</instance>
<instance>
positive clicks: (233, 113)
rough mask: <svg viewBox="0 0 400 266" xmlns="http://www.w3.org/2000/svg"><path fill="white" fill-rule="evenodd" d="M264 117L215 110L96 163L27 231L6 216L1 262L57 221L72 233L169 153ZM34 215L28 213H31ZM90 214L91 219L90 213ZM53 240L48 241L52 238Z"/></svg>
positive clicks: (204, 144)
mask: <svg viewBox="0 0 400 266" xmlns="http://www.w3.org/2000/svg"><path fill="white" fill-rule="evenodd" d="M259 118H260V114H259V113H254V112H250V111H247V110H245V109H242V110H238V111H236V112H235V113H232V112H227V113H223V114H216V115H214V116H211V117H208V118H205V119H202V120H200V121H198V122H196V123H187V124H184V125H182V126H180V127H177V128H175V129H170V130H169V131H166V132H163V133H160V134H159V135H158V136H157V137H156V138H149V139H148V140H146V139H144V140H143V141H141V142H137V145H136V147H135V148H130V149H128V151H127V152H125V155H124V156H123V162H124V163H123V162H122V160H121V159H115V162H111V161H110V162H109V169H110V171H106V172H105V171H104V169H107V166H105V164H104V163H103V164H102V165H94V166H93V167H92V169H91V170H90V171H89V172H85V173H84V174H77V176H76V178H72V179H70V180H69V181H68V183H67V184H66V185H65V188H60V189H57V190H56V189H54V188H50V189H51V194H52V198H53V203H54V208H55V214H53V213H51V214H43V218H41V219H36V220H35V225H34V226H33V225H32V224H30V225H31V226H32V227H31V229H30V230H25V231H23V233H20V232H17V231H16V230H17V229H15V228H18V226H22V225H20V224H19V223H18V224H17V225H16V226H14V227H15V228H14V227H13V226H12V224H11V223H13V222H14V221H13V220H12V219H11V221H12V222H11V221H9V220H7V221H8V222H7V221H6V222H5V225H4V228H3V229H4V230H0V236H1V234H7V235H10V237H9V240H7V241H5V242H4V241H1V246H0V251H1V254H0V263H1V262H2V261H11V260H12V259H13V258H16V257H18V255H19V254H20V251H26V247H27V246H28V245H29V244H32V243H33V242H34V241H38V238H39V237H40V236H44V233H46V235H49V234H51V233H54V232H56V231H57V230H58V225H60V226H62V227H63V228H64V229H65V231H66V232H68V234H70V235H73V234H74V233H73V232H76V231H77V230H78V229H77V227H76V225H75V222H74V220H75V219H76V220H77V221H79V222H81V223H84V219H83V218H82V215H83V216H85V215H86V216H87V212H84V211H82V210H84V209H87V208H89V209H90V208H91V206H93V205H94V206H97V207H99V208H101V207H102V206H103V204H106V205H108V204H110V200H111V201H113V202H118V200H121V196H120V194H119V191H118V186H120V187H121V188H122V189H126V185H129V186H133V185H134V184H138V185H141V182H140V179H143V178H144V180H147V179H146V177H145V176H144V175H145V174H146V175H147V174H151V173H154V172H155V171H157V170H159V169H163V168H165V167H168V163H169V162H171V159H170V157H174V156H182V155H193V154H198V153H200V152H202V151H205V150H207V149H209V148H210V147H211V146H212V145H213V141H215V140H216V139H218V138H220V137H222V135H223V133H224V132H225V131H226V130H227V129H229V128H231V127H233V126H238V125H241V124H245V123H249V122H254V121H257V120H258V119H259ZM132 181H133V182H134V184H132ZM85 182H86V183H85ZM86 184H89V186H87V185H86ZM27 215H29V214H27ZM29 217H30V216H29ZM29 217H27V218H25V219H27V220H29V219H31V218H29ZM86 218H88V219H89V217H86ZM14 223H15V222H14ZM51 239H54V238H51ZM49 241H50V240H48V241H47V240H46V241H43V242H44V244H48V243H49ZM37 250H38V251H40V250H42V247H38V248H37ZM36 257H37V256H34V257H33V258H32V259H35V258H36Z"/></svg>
------------
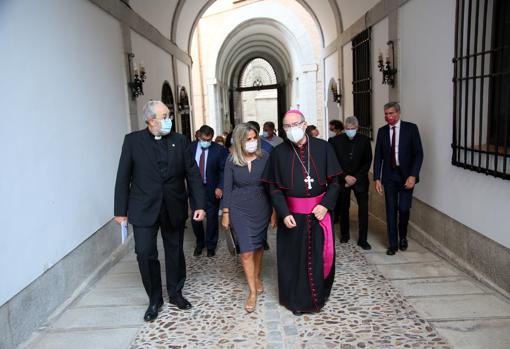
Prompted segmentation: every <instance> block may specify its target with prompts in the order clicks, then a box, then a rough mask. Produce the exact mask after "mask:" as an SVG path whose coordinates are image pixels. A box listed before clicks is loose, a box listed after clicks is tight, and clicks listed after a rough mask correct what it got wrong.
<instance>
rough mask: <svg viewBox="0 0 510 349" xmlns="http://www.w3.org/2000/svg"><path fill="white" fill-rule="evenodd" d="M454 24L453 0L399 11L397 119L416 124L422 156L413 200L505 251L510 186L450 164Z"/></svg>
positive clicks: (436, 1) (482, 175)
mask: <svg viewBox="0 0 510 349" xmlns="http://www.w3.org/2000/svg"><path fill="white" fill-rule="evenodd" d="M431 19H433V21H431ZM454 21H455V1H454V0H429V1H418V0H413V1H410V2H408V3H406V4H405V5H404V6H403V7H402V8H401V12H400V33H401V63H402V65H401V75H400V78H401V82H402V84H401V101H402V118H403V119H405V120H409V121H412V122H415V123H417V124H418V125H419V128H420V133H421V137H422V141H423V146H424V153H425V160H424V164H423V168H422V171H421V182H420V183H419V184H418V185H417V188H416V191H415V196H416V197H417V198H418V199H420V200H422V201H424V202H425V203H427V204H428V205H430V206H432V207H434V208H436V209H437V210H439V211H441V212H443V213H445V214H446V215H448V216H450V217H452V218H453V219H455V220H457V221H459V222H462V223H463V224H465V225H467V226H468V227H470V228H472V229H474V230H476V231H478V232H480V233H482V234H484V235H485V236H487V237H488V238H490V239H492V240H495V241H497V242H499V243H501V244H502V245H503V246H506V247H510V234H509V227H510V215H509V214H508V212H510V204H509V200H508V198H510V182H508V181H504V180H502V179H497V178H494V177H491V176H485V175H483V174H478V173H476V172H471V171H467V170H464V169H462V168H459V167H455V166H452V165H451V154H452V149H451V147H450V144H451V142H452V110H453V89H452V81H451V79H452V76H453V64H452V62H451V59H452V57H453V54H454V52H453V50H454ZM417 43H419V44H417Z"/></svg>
------------
* TASK INSTRUCTIONS *
Quote the listing above, but only from the line that shows "</instance>" through the line that shows "117L215 110L96 163L27".

* YOUR RESPONSE *
</instance>
<instance>
positive clicks: (233, 113)
rough mask: <svg viewBox="0 0 400 266" xmlns="http://www.w3.org/2000/svg"><path fill="white" fill-rule="evenodd" d="M264 117L215 110L96 163L27 231L6 216L1 262L57 221L72 233L169 153ZM34 215L28 213H31ZM90 214L91 219L90 213ZM53 240L48 241L52 238Z"/></svg>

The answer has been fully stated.